Dataset items:
========================================================================
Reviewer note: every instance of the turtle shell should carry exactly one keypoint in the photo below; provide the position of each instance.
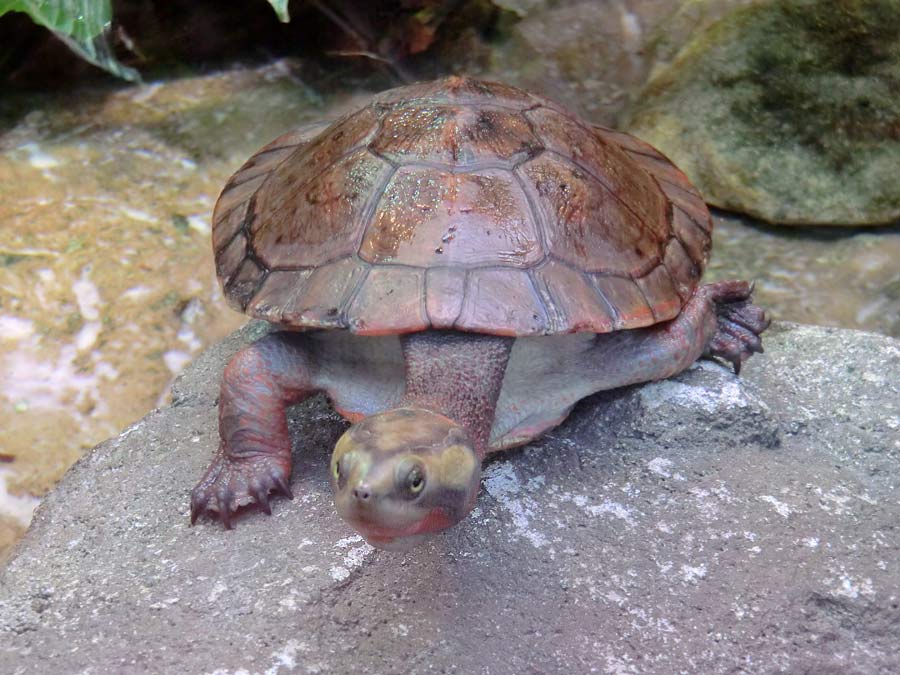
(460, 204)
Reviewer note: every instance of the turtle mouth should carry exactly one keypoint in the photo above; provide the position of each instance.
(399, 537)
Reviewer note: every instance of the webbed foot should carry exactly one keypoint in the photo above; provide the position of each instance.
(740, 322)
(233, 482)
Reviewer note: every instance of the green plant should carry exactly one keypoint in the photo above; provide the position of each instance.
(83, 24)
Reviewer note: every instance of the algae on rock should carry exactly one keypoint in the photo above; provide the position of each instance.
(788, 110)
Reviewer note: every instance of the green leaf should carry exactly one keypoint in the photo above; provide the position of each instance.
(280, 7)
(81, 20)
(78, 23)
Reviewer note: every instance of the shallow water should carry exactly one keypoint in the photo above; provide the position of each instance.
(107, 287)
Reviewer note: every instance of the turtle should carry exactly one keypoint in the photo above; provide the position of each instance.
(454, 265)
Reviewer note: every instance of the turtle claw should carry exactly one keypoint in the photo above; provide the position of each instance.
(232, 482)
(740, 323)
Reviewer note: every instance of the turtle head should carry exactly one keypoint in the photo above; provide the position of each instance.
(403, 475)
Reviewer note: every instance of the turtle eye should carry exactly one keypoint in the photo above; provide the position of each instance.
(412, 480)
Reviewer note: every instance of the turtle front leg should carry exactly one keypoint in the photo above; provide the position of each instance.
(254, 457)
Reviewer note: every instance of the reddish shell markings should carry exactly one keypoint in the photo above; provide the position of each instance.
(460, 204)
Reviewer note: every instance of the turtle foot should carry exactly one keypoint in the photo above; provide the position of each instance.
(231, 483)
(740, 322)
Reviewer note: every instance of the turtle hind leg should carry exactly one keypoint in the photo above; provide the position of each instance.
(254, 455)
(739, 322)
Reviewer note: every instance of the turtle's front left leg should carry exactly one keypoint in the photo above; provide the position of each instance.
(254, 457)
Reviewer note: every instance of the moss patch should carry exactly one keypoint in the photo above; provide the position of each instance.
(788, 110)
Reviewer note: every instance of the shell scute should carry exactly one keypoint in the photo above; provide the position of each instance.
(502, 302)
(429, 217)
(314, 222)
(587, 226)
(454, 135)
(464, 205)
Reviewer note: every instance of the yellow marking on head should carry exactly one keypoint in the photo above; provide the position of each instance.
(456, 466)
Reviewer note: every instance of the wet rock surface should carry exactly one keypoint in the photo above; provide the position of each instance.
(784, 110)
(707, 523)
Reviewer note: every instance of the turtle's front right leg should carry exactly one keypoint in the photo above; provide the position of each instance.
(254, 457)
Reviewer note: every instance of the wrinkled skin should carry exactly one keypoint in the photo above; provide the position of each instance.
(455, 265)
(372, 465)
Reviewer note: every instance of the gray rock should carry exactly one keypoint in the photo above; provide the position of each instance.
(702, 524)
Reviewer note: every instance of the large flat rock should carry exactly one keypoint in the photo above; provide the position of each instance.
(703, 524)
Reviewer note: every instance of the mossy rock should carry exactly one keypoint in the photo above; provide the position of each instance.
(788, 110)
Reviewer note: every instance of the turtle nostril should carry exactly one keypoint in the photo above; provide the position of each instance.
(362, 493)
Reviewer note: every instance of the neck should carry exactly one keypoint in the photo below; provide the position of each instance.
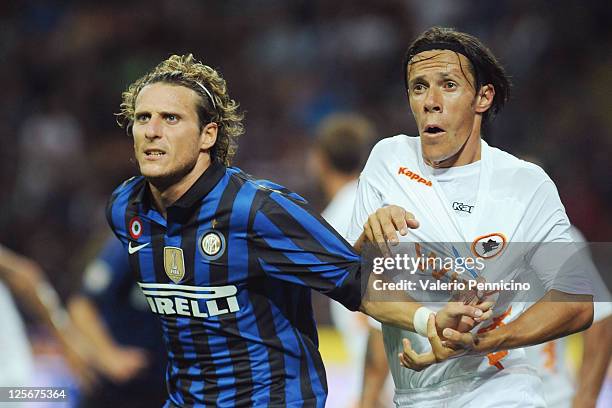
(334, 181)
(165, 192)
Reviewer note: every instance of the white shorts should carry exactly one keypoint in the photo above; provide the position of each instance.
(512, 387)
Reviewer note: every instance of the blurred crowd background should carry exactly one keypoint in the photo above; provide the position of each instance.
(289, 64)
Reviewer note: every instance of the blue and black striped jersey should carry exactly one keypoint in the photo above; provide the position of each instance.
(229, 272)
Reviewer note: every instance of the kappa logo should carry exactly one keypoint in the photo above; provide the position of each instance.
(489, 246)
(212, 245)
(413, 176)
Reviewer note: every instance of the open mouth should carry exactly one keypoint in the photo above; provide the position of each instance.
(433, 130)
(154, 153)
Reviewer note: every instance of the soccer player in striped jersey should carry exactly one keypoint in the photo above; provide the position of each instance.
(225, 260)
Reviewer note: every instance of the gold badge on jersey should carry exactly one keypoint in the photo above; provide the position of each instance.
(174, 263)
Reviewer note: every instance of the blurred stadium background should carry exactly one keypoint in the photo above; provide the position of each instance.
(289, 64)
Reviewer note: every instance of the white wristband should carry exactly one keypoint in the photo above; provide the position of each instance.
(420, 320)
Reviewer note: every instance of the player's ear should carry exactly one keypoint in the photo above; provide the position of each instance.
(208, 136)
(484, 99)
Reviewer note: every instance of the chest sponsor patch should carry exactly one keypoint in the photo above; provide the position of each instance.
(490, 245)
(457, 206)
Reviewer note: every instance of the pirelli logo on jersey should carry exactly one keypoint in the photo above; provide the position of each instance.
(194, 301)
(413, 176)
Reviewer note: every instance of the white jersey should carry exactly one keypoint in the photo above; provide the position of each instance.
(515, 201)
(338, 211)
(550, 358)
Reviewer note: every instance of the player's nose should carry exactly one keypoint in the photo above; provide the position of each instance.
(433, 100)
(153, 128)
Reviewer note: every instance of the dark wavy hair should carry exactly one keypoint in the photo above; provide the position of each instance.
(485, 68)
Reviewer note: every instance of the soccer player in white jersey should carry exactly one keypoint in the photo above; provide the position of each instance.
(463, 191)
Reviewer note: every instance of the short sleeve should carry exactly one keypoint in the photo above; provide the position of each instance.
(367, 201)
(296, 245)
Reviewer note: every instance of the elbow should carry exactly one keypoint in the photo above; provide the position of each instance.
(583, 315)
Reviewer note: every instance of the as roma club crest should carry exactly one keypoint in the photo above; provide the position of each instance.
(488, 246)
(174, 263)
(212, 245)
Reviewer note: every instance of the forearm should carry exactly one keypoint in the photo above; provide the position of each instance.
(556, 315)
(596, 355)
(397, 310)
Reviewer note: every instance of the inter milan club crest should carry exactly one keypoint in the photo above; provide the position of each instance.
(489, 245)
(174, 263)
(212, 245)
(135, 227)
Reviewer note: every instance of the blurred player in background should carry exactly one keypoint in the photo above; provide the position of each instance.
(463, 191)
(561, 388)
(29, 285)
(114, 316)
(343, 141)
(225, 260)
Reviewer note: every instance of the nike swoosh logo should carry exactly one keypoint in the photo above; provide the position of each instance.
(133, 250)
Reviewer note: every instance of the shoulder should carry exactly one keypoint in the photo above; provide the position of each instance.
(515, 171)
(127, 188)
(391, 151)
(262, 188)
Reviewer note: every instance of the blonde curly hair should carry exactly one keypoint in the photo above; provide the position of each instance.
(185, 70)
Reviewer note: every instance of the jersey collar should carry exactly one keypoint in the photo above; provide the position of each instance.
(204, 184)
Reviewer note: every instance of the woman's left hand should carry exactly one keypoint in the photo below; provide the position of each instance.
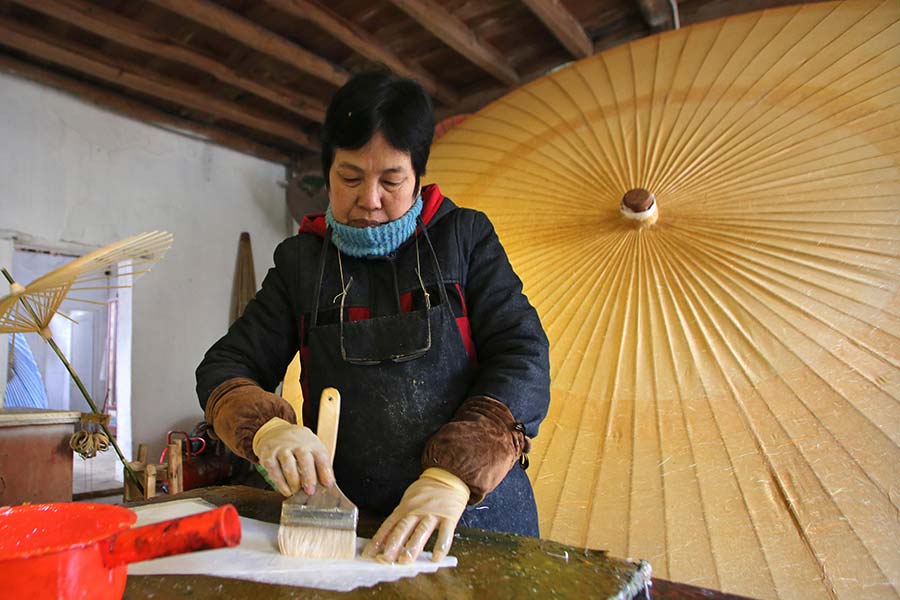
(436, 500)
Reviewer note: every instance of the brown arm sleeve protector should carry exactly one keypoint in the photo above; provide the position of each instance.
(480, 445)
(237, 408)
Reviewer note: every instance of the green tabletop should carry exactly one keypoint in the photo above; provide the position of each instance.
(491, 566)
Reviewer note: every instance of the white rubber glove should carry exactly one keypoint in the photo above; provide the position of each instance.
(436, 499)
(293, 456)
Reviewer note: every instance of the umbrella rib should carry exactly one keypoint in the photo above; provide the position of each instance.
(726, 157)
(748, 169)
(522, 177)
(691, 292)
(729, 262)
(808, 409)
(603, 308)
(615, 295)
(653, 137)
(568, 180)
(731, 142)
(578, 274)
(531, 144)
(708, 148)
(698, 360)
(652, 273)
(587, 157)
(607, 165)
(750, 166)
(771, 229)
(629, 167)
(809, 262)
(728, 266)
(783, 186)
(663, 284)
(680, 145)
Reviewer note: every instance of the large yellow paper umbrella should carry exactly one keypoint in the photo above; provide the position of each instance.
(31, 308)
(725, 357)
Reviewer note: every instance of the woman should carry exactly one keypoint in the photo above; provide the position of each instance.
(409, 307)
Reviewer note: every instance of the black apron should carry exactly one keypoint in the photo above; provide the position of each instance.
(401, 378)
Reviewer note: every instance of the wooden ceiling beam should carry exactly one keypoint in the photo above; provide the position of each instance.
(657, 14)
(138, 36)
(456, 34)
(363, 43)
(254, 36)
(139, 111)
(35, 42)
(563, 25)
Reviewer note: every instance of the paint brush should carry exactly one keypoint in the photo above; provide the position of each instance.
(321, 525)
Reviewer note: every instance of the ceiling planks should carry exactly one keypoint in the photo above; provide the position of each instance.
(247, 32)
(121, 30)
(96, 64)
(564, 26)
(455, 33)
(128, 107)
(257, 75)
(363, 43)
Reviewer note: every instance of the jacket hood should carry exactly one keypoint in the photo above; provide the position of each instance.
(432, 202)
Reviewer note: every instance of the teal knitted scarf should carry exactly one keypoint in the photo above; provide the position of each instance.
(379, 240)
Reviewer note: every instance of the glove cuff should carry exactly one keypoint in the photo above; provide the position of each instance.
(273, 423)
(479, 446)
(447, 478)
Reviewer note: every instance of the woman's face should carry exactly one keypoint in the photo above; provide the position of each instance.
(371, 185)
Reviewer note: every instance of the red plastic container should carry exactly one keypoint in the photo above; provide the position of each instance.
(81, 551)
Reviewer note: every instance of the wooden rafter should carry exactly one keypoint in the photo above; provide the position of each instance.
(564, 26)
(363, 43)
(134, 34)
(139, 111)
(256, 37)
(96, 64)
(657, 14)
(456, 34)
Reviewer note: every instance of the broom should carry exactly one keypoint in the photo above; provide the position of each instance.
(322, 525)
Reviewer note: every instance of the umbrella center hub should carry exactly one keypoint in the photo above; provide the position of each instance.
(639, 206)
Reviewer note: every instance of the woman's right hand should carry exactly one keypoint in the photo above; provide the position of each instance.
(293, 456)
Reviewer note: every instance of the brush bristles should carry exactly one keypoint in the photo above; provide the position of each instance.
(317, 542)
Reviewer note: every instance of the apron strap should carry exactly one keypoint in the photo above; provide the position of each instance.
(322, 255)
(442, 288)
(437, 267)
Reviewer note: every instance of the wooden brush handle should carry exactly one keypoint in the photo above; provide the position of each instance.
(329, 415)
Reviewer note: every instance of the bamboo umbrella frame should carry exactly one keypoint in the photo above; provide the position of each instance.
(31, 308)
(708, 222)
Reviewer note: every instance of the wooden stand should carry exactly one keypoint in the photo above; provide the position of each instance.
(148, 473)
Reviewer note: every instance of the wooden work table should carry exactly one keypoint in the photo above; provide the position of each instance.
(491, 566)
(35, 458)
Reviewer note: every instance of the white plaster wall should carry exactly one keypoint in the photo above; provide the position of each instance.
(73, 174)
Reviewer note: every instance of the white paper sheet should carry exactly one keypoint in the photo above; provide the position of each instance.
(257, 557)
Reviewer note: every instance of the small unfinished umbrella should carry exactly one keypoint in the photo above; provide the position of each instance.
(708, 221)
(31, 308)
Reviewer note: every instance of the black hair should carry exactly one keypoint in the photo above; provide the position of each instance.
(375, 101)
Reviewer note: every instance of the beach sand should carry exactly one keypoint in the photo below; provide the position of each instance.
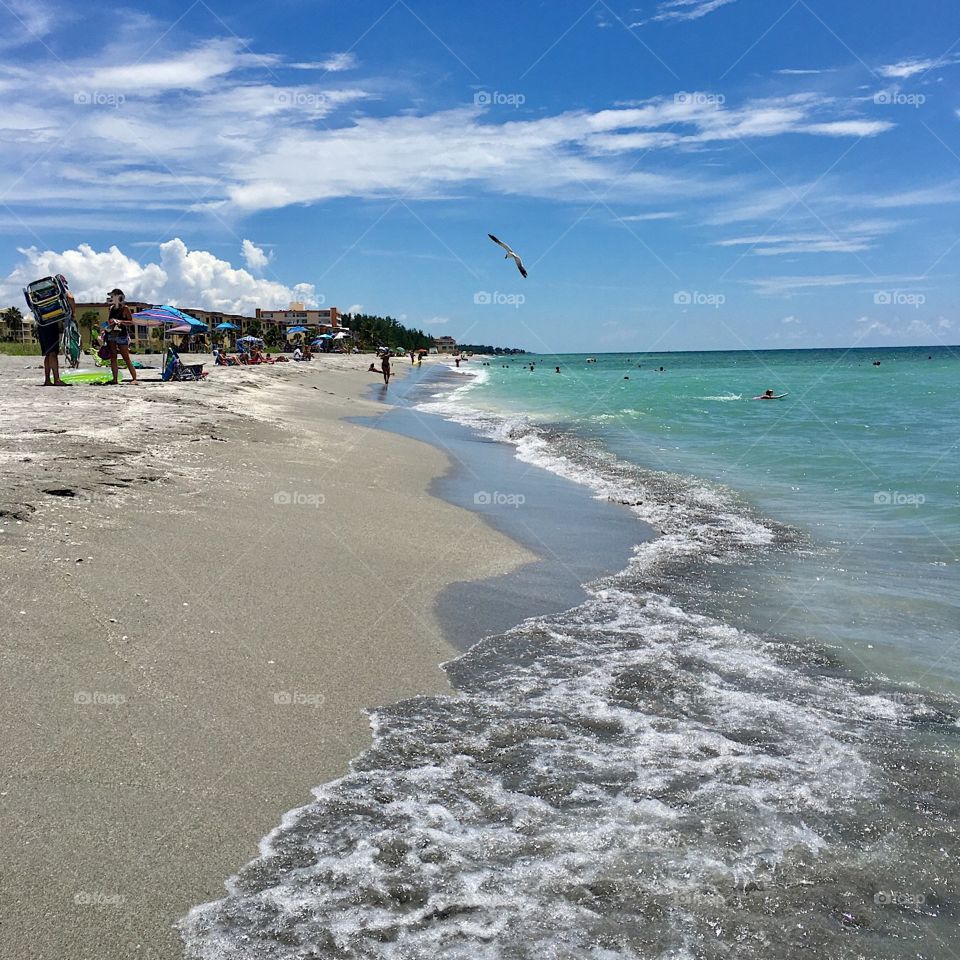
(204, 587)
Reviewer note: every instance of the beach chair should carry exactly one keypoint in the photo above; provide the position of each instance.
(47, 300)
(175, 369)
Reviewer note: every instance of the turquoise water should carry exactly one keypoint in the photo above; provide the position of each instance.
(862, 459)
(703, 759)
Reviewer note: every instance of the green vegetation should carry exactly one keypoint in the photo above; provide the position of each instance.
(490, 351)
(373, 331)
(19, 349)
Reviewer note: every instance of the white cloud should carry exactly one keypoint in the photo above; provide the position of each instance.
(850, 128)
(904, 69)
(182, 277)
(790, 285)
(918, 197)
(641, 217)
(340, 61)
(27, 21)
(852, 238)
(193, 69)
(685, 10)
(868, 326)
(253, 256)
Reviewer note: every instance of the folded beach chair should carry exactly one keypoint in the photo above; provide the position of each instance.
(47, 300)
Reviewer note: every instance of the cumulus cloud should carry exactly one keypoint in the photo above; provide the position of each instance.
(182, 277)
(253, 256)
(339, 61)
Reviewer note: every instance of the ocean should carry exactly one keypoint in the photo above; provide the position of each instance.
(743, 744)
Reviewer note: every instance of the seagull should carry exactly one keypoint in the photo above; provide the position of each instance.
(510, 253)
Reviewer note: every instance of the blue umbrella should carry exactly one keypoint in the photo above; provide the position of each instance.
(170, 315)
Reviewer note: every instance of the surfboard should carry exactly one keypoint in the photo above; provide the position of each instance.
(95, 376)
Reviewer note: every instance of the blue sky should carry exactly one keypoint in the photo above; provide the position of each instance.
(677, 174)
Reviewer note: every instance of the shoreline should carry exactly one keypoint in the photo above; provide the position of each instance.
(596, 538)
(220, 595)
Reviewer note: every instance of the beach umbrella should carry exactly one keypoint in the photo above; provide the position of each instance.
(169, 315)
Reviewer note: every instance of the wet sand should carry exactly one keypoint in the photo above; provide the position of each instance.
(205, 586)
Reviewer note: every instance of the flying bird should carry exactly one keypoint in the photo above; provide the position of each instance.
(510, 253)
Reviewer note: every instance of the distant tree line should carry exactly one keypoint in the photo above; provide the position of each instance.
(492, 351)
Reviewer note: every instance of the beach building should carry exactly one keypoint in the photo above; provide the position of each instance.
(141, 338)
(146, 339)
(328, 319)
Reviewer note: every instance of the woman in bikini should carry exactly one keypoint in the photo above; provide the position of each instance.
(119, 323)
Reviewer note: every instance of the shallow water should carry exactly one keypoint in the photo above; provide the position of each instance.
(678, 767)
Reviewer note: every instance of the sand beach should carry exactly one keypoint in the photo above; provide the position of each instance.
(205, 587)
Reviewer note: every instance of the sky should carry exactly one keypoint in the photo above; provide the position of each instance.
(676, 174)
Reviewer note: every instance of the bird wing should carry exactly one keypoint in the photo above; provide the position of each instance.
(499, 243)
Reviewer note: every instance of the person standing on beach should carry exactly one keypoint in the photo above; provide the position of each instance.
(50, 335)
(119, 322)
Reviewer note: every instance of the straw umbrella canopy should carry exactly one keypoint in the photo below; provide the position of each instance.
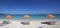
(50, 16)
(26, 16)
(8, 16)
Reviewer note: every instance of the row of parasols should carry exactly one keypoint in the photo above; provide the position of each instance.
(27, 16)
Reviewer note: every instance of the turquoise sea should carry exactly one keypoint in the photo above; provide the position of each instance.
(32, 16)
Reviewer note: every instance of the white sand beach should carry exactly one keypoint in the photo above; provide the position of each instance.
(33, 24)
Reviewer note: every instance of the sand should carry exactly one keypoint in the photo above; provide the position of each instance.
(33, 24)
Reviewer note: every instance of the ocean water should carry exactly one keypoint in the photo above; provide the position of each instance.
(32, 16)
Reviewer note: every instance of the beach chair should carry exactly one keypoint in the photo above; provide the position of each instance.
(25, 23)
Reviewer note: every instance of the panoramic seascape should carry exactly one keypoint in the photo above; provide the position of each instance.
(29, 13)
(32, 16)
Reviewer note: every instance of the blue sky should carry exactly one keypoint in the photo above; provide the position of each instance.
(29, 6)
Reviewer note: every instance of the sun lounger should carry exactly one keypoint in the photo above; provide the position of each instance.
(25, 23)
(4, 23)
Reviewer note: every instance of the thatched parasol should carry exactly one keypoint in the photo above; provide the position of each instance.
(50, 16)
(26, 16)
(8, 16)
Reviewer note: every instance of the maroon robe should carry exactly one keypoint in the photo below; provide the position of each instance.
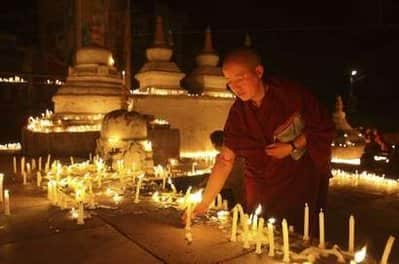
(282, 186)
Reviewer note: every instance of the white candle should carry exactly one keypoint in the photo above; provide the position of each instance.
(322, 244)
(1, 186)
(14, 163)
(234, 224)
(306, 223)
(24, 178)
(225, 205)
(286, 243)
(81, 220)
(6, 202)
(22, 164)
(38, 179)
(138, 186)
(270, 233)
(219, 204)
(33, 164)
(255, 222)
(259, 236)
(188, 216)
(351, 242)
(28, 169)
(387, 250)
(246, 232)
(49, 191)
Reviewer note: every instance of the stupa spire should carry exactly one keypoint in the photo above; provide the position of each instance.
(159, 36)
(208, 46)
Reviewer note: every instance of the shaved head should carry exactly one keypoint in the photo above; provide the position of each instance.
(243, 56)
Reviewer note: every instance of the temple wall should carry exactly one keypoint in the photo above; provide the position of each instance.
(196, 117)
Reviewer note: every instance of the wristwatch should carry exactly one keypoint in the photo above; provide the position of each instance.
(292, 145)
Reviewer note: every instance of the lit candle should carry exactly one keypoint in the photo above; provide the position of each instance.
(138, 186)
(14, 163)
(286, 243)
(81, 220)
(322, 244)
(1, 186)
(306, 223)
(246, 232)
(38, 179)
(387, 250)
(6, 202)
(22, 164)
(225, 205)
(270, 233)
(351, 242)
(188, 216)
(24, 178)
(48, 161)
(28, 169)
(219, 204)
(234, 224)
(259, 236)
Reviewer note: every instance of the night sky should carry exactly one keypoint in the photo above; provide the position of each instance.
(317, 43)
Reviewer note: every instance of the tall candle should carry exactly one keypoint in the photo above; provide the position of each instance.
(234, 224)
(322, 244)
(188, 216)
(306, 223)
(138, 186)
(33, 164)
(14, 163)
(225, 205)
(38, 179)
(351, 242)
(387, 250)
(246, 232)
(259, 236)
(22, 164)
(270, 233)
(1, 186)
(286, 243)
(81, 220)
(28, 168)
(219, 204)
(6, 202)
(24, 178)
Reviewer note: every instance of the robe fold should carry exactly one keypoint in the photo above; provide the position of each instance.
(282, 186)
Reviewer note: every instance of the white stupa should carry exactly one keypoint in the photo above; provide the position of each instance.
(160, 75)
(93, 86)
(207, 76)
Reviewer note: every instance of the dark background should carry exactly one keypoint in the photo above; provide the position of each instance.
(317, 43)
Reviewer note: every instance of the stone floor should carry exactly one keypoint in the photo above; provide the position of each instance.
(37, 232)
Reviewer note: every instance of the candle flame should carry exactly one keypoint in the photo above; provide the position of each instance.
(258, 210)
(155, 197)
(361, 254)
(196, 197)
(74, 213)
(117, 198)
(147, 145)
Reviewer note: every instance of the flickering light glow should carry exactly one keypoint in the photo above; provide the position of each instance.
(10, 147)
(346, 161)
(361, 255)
========================================================================
## Requirement
Only the lines from the one containing "Reviewer note: every instance of the stone" through the end of the entries above should be written out, exactly and in full.

## Output for this task
Reviewer note: every instance of the stone floor should carry exactly one keypoint in the photo above; provide the position of each instance.
(37, 232)
Reviewer note: every instance of the candle flame should carry exactly one keypoint in the photo above; provide the position of each instance.
(258, 210)
(155, 197)
(361, 254)
(196, 197)
(74, 213)
(117, 198)
(147, 145)
Reviewer note: every instance of the flickering light glow should carry exactly one keypoint in the photo above; provide the position of each instance.
(10, 147)
(346, 161)
(361, 255)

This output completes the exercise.